=== Section Start ===
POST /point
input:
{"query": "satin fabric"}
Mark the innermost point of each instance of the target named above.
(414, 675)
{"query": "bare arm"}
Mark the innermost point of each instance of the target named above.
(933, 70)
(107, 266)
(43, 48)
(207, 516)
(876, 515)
=== Section End ===
Exactly reproduce all of the entries.

** Final answer **
POST /point
input:
{"query": "satin fabric"}
Mark the innermost point of each instance of the target named above.
(414, 675)
{"query": "bare arm"}
Mark the innermost point of each instance of the target named above.
(933, 70)
(107, 266)
(43, 48)
(207, 516)
(876, 515)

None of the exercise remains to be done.